Photo-based referring expression data

+ + + +

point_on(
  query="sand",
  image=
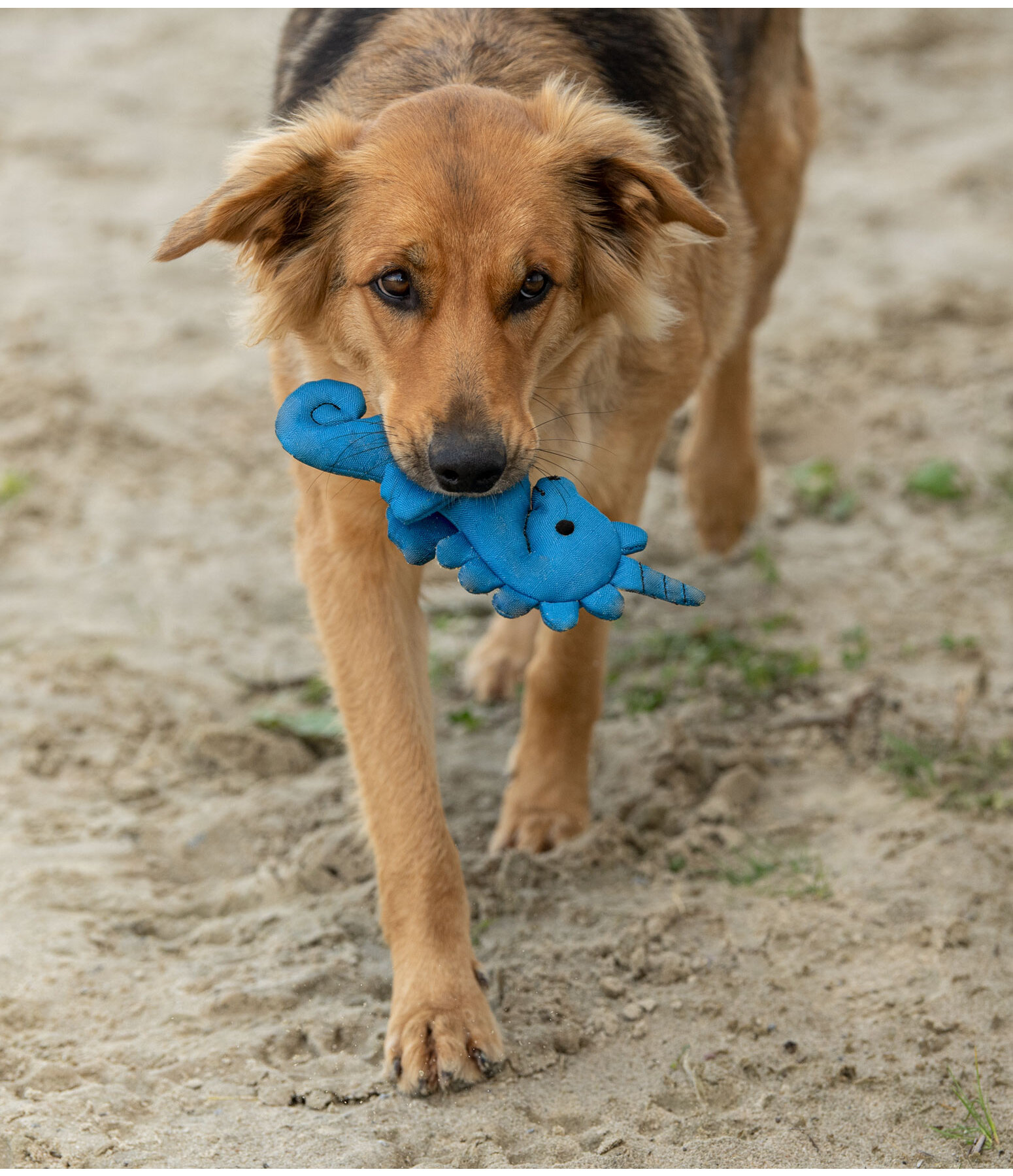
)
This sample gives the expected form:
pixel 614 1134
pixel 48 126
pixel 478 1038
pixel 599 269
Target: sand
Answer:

+ + + +

Scan the data above for the string "pixel". Copy every line in which it appears.

pixel 614 1134
pixel 48 126
pixel 478 1038
pixel 599 269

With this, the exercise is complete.